- What the exercise asks -
Transcribe the stretch of the basketball essay below from "A little background" through "and post feeds.".

- Extracted text -
<<<<
A little background before we get started: I was never a point guard — at least not past fifth grade — so I might not be an expert on the position. I know how to dribble and pass, but neither skill was ever a super-high priority for me. Points win games, not press-breaking and post feeds.
So, when I played in high school, I was what knowledgeable basketball coaches affectionately refer to as a “black hole”. And my affinity for shooting also earned me another nickname. My freshman coach used to whisper it under his breath so teammates wouldn’t know I was receiving preferential treatment. He would always say “this f____n’ guy”, barely above a whisper, and sometimes while shaking his head.
But I always heard it, and even though he occasionally told me otherwise, I knew exactly what it meant. It meant that I was his foxhole guy, and he just couldn’t believe the confidence with which I shot the ball. It rarely went in, but I had an uncanny ability to shake off each miss and get locked and loaded for the next opportunity. I always told him: “I’d rather go 0-for-30 than 0-for-9, because you go 0-for-9, that means you stopped shooting. That means you lost confidence.” I like to think coach always appreciated that mentality.
And on the topic of coaching, I think peaked early there, as well. My dad and I had a nice little run years ago, taking my younger sister’s squad all the way to a Greater Columbus YMCA Youth Championship Game. I could never get over the 22-19 defeat we suffered in that illustrious title game, so I refrained from holding a clipboard for a very long time. But I’m a dad now, and I was recently asked to fill in for a youth soccer game. I almost single-handedly willed the five and six-year olds to victory from the sideline, but was told after the game that my competitive spirit was off-putting. It’s funny how nobody ever said the same thing to Michael Jordan.
>>>>
- Data shown -
<<<<
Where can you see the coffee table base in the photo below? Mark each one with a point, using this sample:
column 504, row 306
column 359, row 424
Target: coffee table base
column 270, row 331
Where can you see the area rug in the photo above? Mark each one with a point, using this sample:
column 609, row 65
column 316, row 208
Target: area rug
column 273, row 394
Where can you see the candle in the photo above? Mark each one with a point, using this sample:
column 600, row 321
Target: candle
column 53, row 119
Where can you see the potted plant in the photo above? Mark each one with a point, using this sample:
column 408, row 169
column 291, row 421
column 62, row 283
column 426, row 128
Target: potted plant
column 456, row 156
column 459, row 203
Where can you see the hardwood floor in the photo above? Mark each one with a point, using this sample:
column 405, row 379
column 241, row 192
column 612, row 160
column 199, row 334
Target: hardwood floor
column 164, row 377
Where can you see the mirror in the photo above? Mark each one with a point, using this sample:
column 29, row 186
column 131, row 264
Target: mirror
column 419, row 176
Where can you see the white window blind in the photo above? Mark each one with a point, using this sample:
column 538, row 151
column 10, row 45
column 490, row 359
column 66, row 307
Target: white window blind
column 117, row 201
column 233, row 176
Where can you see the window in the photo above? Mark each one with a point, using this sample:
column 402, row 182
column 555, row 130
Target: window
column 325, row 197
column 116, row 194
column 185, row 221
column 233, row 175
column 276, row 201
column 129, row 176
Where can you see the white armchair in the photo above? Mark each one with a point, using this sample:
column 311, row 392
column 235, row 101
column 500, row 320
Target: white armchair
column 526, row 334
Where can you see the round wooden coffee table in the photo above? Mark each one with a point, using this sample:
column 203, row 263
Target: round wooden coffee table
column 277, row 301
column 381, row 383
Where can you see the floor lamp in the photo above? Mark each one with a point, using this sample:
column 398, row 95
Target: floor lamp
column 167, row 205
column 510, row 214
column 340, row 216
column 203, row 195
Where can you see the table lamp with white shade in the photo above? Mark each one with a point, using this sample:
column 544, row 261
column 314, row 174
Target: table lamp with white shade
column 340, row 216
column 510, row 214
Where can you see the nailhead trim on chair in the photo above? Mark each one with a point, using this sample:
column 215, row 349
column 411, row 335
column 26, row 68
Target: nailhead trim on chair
>>>>
- Task solution -
A little background before we get started: I was never a point guard — at least not past fifth grade — so I might not be an expert on the position. I know how to dribble and pass, but neither skill was ever a super-high priority for me. Points win games, not press-breaking and post feeds.